• What the task asks: What lines in the listing below hold the string "fireplace"? Please copy them out.

--------------------------------

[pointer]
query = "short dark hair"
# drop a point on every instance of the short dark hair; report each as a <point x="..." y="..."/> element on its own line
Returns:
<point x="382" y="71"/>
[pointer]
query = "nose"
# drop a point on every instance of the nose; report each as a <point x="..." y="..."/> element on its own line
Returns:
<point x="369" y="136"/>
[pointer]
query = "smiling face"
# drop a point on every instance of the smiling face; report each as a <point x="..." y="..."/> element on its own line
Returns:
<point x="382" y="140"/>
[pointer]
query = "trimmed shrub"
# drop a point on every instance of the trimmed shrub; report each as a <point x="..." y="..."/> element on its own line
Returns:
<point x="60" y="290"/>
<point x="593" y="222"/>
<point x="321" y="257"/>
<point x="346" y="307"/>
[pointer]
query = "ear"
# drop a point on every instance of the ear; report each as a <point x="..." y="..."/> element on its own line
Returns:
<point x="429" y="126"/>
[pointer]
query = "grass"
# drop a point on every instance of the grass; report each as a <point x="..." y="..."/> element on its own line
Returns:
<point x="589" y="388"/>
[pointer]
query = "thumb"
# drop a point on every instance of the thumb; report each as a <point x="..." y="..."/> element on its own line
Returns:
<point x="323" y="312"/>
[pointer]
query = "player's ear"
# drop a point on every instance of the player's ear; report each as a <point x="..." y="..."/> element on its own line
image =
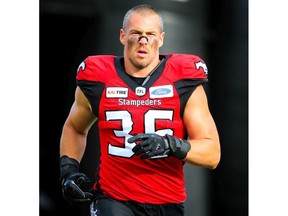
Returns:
<point x="161" y="40"/>
<point x="122" y="37"/>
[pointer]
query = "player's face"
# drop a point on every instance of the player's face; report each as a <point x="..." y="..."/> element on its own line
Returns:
<point x="142" y="39"/>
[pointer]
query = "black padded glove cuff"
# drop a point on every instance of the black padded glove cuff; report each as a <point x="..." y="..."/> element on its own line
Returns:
<point x="178" y="147"/>
<point x="68" y="166"/>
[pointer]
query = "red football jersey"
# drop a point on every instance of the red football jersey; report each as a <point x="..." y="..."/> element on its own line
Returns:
<point x="124" y="109"/>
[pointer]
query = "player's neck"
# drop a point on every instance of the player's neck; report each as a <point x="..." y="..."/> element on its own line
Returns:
<point x="140" y="73"/>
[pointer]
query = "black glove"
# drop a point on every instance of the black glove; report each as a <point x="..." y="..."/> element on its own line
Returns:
<point x="71" y="179"/>
<point x="151" y="145"/>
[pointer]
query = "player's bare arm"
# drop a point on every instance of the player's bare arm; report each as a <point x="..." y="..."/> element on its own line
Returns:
<point x="202" y="131"/>
<point x="76" y="127"/>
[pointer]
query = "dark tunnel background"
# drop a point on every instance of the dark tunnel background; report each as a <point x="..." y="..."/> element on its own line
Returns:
<point x="215" y="30"/>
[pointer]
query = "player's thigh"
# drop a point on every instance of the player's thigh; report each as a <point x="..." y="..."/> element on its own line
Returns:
<point x="109" y="207"/>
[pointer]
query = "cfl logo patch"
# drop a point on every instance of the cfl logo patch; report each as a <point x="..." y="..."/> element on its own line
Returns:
<point x="140" y="91"/>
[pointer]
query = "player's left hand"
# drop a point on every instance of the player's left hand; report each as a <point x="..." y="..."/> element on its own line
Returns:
<point x="149" y="145"/>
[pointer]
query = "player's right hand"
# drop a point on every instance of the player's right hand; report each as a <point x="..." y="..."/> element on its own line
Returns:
<point x="72" y="192"/>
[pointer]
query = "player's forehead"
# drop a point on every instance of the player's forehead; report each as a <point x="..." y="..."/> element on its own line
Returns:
<point x="147" y="22"/>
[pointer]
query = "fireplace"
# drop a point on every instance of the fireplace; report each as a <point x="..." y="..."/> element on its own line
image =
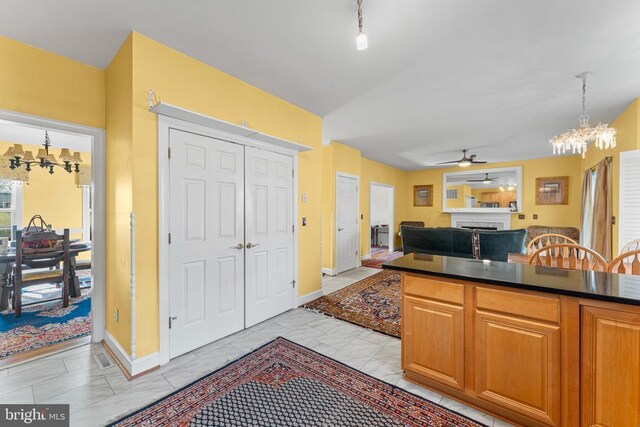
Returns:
<point x="479" y="227"/>
<point x="482" y="220"/>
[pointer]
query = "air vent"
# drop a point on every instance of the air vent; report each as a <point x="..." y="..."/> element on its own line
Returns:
<point x="103" y="361"/>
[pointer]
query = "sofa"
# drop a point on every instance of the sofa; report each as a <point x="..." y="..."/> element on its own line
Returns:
<point x="457" y="242"/>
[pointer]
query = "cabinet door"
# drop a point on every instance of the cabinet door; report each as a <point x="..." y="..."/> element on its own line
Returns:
<point x="518" y="365"/>
<point x="610" y="377"/>
<point x="433" y="340"/>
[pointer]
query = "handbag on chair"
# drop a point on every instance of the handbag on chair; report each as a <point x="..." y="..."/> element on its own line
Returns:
<point x="48" y="240"/>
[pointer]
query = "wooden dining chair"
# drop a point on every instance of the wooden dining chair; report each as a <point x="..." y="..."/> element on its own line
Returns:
<point x="569" y="256"/>
<point x="45" y="260"/>
<point x="546" y="240"/>
<point x="633" y="245"/>
<point x="626" y="263"/>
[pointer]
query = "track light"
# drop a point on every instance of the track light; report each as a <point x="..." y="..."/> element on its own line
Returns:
<point x="361" y="39"/>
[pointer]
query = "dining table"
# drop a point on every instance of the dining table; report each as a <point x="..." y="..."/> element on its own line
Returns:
<point x="8" y="260"/>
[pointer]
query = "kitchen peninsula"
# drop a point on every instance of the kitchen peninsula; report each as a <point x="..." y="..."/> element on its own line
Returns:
<point x="532" y="345"/>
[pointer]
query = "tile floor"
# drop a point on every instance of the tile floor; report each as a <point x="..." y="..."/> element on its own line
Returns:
<point x="98" y="396"/>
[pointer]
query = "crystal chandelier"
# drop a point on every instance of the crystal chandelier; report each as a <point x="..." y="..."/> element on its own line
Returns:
<point x="577" y="140"/>
<point x="18" y="157"/>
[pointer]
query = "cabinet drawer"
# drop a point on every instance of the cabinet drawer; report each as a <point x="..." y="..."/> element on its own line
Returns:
<point x="433" y="288"/>
<point x="526" y="305"/>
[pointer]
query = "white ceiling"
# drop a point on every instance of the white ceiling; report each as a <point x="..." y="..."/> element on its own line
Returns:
<point x="495" y="76"/>
<point x="499" y="178"/>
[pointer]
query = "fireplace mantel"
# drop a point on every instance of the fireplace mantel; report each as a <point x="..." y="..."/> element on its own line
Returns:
<point x="497" y="218"/>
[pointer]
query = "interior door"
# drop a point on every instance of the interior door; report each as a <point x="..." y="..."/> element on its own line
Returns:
<point x="346" y="223"/>
<point x="206" y="255"/>
<point x="269" y="235"/>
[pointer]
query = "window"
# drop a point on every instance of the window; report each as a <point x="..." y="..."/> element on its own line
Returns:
<point x="10" y="207"/>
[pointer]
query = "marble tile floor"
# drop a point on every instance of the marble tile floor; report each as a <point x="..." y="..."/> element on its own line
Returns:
<point x="99" y="396"/>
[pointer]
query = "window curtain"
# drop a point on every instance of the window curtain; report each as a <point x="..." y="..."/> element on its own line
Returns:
<point x="586" y="215"/>
<point x="602" y="210"/>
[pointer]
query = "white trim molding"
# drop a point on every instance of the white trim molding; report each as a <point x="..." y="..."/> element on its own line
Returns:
<point x="329" y="271"/>
<point x="516" y="169"/>
<point x="132" y="366"/>
<point x="98" y="213"/>
<point x="206" y="126"/>
<point x="311" y="296"/>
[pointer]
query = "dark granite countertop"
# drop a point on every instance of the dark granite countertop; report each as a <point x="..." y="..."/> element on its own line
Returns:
<point x="620" y="288"/>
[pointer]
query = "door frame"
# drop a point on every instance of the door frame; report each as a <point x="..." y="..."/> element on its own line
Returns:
<point x="335" y="228"/>
<point x="98" y="216"/>
<point x="392" y="232"/>
<point x="165" y="124"/>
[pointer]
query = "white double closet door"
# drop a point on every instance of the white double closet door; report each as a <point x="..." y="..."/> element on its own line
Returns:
<point x="231" y="250"/>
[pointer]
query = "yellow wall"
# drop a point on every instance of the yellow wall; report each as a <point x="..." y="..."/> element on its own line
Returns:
<point x="41" y="83"/>
<point x="558" y="215"/>
<point x="628" y="138"/>
<point x="119" y="202"/>
<point x="184" y="81"/>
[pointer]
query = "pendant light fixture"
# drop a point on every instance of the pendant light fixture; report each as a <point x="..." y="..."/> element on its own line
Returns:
<point x="17" y="157"/>
<point x="361" y="39"/>
<point x="577" y="140"/>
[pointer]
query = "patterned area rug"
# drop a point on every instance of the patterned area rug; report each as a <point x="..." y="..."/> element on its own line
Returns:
<point x="284" y="384"/>
<point x="42" y="325"/>
<point x="380" y="258"/>
<point x="372" y="303"/>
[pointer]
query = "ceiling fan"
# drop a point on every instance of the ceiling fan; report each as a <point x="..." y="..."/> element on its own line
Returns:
<point x="485" y="180"/>
<point x="464" y="161"/>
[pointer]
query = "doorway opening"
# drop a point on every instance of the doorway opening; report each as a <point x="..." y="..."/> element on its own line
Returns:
<point x="35" y="317"/>
<point x="381" y="209"/>
<point x="347" y="229"/>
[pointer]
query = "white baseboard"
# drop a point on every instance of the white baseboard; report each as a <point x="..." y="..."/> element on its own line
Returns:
<point x="133" y="367"/>
<point x="309" y="297"/>
<point x="329" y="271"/>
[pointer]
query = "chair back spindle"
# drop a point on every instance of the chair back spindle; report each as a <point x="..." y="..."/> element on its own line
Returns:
<point x="626" y="263"/>
<point x="568" y="256"/>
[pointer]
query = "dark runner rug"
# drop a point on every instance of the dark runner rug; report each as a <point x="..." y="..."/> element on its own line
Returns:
<point x="285" y="384"/>
<point x="372" y="303"/>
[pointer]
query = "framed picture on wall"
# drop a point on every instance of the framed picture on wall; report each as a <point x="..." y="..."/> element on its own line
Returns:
<point x="423" y="195"/>
<point x="552" y="190"/>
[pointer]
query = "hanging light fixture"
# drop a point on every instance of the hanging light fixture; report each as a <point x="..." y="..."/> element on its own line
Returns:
<point x="361" y="39"/>
<point x="577" y="140"/>
<point x="18" y="157"/>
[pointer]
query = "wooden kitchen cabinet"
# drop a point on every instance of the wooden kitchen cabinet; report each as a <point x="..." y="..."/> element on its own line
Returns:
<point x="610" y="370"/>
<point x="433" y="332"/>
<point x="434" y="340"/>
<point x="517" y="364"/>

--------------------------------

• Final answer:
query = "fireplace"
# drop a point on every instance of the fireplace; report each as a <point x="..." y="..."/> element on its own line
query = "fireplace mantel"
# drop a point on every instance of the fireplace mantel; report each as a <point x="..." y="..."/> element on its own line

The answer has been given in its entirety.